— START OF The input —
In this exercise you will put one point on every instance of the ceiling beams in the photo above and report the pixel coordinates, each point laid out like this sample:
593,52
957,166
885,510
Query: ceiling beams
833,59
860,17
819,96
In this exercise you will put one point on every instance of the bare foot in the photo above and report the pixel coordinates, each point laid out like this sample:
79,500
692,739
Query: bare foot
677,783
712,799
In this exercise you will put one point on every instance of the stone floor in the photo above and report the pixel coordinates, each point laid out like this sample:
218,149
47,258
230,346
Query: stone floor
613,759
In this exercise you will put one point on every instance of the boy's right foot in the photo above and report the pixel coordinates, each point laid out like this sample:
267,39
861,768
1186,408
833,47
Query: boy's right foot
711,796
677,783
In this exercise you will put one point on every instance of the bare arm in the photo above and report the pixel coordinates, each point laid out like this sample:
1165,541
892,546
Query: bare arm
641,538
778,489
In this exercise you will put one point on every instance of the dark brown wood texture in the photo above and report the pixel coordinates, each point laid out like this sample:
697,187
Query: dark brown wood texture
— END OF The input —
Please copy out the entire listing above, line for line, with no changes.

In this exercise you will put one point on every instance of the ceiling beams in the photo above and report the pixel coordinates, each point laid out like this sample:
593,52
957,166
885,510
Query: ceiling beams
833,59
860,17
819,96
In this exercise you will put one point on every instance of the bare foot in the photo above and report the pixel coordinates, each point laid out like this sample:
79,500
692,739
Query: bare foot
677,783
712,799
In this exercise you will put one point on every instance of the stone floor in the photo above and report the pixel coordinates, each point laid out like this sample:
218,149
47,258
230,346
Query: stone floor
613,759
In this exercise you will put one point on every instance of the boy's right foot in the photo above and report the pixel coordinates, each point laid out like this sample:
267,39
861,768
1186,408
833,47
Query: boy's right foot
711,796
677,783
In this exercise you will put one point on every instance of the bare arm in the photo above and report the pixel coordinates, each point laid out like this sample:
1165,541
892,546
Query: bare arm
641,538
778,489
In this exercise you will put one point on every instance of the dark brown wood texture in the photo above and report the pixel coordinates, each point laid out like this sample:
697,187
Query: dark brown wood texture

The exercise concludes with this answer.